> **Exercise aim**:
Determine the number of lines in the data that include the word "water", and write only that number.

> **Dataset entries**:
*** Block opens ***

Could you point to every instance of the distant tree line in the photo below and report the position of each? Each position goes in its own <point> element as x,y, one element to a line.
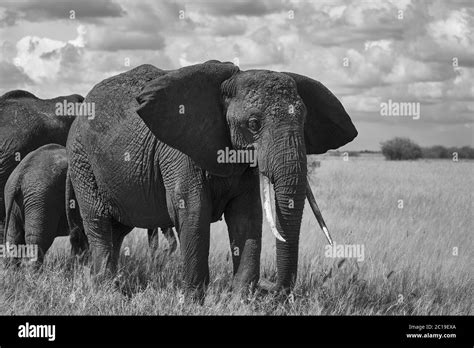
<point>405,149</point>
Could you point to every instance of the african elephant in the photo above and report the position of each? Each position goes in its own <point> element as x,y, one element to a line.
<point>35,200</point>
<point>26,123</point>
<point>152,157</point>
<point>167,233</point>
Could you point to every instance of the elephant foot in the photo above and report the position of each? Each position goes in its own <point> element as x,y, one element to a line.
<point>266,287</point>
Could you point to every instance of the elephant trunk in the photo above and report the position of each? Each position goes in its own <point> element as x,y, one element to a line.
<point>289,178</point>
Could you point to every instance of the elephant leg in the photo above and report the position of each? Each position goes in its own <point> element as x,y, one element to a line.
<point>153,239</point>
<point>194,232</point>
<point>171,239</point>
<point>243,216</point>
<point>16,232</point>
<point>105,239</point>
<point>41,229</point>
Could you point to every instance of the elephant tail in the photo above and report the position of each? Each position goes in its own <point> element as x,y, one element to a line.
<point>77,235</point>
<point>11,194</point>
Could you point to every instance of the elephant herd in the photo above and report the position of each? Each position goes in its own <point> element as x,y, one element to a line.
<point>141,150</point>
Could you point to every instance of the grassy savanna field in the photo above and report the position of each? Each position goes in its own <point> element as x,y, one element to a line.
<point>410,267</point>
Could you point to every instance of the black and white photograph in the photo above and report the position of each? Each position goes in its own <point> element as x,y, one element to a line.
<point>295,159</point>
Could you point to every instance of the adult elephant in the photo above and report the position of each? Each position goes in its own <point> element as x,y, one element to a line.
<point>35,201</point>
<point>153,157</point>
<point>26,123</point>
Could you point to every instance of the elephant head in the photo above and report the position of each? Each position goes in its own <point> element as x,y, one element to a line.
<point>204,108</point>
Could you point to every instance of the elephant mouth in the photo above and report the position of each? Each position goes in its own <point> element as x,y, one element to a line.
<point>312,202</point>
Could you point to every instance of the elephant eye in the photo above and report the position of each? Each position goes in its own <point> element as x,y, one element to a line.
<point>254,124</point>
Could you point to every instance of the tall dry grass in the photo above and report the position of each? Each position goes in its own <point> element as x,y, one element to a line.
<point>410,264</point>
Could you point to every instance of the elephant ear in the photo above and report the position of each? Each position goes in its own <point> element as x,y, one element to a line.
<point>183,109</point>
<point>328,126</point>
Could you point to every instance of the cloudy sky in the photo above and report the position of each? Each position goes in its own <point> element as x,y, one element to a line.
<point>366,52</point>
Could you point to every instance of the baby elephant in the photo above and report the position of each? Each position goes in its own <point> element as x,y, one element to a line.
<point>35,201</point>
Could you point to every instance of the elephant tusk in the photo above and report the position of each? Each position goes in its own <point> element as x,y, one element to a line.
<point>268,209</point>
<point>317,212</point>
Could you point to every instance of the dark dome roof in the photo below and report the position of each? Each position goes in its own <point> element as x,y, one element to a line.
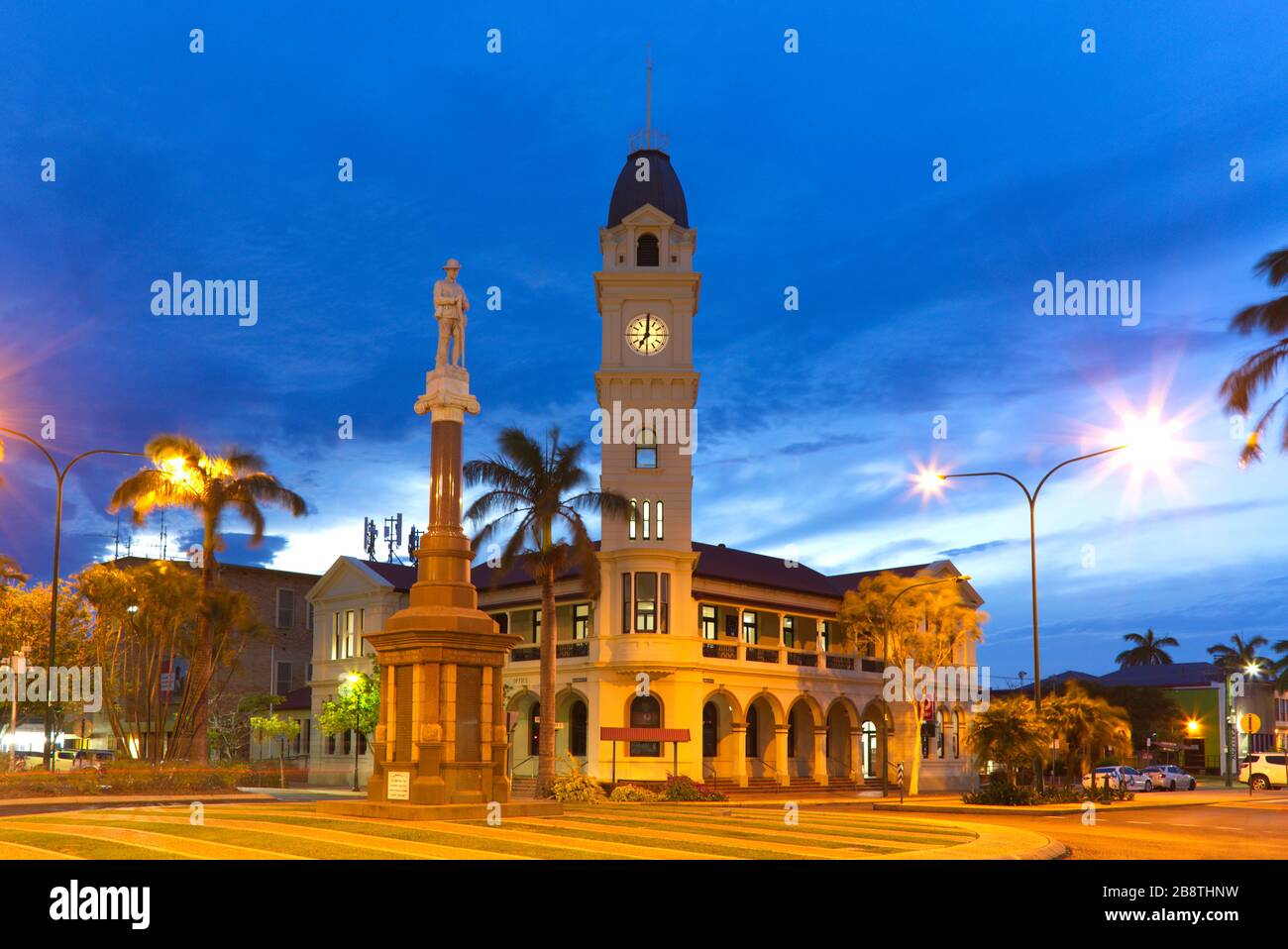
<point>662,189</point>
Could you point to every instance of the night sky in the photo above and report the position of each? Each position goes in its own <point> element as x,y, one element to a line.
<point>809,170</point>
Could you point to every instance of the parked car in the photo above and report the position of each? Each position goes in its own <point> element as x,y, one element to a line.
<point>1120,777</point>
<point>1168,777</point>
<point>1265,772</point>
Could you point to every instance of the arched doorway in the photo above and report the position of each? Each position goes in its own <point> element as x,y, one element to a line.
<point>871,755</point>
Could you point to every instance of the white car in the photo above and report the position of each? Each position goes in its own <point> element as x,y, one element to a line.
<point>1263,772</point>
<point>1168,777</point>
<point>1120,777</point>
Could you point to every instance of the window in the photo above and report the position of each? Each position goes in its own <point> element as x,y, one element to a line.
<point>707,621</point>
<point>284,609</point>
<point>645,602</point>
<point>647,250</point>
<point>645,450</point>
<point>581,621</point>
<point>282,678</point>
<point>645,713</point>
<point>578,722</point>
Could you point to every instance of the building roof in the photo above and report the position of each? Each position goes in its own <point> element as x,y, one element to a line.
<point>299,698</point>
<point>662,189</point>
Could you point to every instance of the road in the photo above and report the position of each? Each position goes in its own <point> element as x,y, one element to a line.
<point>1237,829</point>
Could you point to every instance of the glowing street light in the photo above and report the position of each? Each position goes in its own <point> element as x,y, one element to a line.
<point>60,476</point>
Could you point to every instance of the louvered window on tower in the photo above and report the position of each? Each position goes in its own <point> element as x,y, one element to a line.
<point>647,250</point>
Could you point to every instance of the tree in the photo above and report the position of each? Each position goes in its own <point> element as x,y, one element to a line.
<point>187,476</point>
<point>1240,656</point>
<point>146,622</point>
<point>533,492</point>
<point>931,626</point>
<point>1089,724</point>
<point>282,730</point>
<point>1258,369</point>
<point>1146,651</point>
<point>1008,733</point>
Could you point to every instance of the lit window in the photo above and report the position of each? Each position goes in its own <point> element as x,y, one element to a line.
<point>707,621</point>
<point>645,602</point>
<point>645,450</point>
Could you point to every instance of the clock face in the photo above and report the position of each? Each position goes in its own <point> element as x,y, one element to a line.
<point>647,334</point>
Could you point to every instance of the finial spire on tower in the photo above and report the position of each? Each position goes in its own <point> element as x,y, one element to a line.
<point>648,137</point>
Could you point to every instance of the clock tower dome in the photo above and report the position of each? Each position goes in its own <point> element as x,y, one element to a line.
<point>647,387</point>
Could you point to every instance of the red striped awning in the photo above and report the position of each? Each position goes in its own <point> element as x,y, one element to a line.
<point>643,734</point>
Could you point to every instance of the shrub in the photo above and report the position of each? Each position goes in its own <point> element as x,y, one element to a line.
<point>631,792</point>
<point>576,786</point>
<point>683,789</point>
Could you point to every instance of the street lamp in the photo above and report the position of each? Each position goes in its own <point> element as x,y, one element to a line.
<point>1031,497</point>
<point>352,679</point>
<point>885,660</point>
<point>60,474</point>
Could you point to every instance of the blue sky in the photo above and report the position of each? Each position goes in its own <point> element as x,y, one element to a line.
<point>811,170</point>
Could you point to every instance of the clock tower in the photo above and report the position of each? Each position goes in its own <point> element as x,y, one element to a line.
<point>647,389</point>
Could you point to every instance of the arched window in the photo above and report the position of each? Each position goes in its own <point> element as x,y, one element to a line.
<point>647,250</point>
<point>709,718</point>
<point>578,729</point>
<point>645,713</point>
<point>645,450</point>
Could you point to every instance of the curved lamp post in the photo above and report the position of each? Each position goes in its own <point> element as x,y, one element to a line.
<point>60,475</point>
<point>1031,497</point>
<point>885,658</point>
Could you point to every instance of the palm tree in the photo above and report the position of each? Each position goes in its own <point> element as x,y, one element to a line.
<point>1008,733</point>
<point>544,488</point>
<point>1258,369</point>
<point>1146,651</point>
<point>187,476</point>
<point>9,572</point>
<point>1240,656</point>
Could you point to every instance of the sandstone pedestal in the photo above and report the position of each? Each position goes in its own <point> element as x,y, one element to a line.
<point>441,744</point>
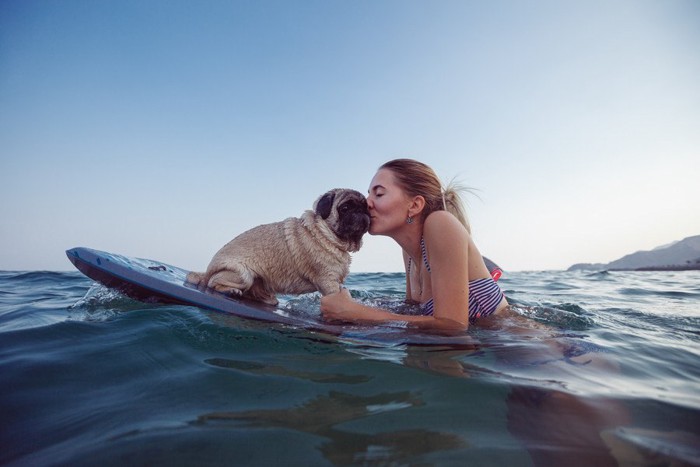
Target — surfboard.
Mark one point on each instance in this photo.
(153, 281)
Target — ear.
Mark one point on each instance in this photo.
(416, 206)
(325, 204)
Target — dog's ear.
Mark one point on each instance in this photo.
(325, 204)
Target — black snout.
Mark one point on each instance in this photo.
(353, 219)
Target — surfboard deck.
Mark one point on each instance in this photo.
(153, 281)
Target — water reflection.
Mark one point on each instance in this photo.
(322, 415)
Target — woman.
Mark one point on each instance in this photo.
(445, 272)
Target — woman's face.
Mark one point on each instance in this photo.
(388, 204)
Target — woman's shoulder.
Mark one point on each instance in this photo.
(443, 232)
(439, 220)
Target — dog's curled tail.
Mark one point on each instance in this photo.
(195, 278)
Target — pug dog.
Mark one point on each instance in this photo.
(297, 255)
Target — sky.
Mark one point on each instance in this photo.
(162, 129)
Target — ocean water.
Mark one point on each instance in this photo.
(588, 369)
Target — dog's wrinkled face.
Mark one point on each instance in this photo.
(345, 211)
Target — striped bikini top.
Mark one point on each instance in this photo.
(484, 294)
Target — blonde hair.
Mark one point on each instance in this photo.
(418, 179)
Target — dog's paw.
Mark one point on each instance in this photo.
(194, 278)
(228, 290)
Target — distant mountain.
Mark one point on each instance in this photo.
(684, 254)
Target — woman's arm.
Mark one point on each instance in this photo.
(341, 307)
(447, 245)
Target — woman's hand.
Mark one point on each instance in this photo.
(335, 307)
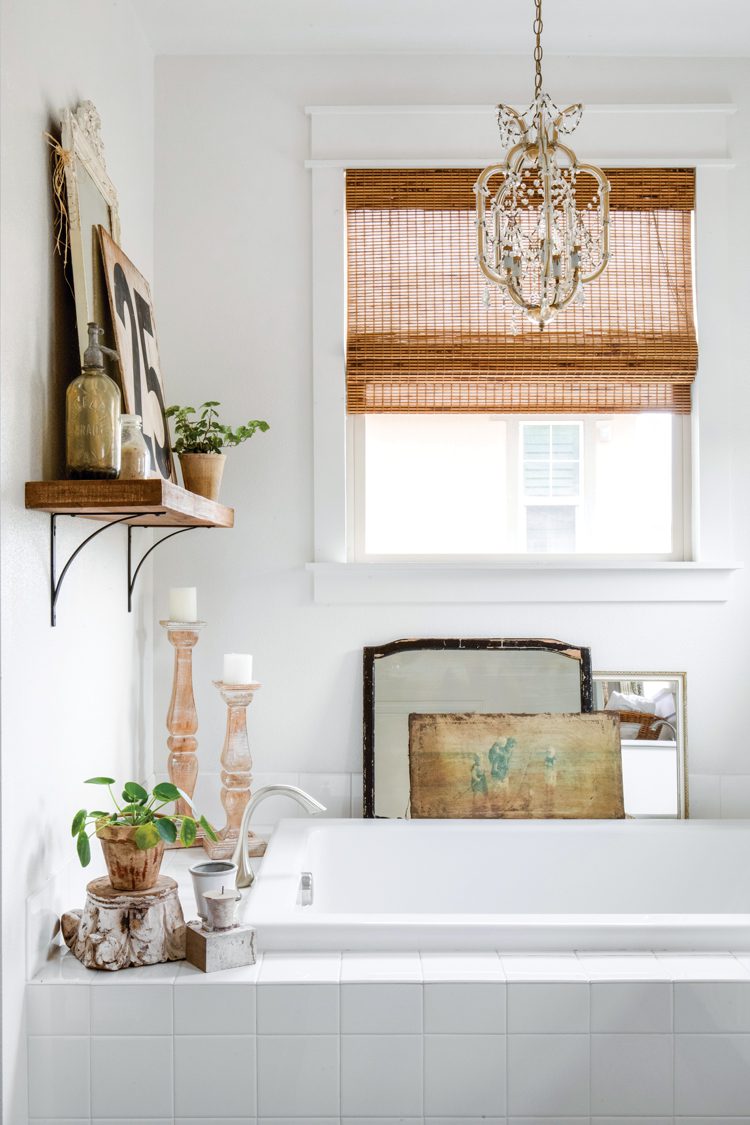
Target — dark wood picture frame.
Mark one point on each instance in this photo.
(371, 654)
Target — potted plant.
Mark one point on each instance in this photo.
(134, 836)
(199, 441)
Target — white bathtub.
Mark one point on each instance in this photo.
(522, 885)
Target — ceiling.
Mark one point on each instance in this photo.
(590, 27)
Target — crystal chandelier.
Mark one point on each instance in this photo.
(542, 217)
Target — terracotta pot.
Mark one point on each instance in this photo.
(128, 867)
(201, 473)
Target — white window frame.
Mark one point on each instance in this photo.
(378, 137)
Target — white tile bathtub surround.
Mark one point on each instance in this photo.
(632, 1074)
(147, 1059)
(215, 1073)
(631, 1006)
(139, 1009)
(60, 1071)
(562, 1060)
(466, 1008)
(544, 1006)
(313, 1062)
(381, 1076)
(464, 1074)
(297, 1009)
(712, 1076)
(381, 1008)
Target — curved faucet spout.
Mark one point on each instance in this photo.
(245, 875)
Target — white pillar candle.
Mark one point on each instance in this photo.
(183, 603)
(237, 668)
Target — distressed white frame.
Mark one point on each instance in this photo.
(412, 136)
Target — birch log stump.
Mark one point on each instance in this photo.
(119, 929)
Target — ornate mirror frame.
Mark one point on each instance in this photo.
(375, 653)
(81, 141)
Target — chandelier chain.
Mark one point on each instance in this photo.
(539, 26)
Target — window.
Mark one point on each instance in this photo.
(469, 440)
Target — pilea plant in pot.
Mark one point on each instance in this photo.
(134, 836)
(199, 439)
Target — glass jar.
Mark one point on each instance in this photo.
(135, 464)
(92, 419)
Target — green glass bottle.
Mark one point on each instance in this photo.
(92, 417)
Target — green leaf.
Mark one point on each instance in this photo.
(83, 848)
(165, 791)
(165, 829)
(146, 836)
(134, 792)
(79, 821)
(208, 829)
(188, 831)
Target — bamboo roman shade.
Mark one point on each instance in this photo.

*** Block closes ***

> **Answer area**:
2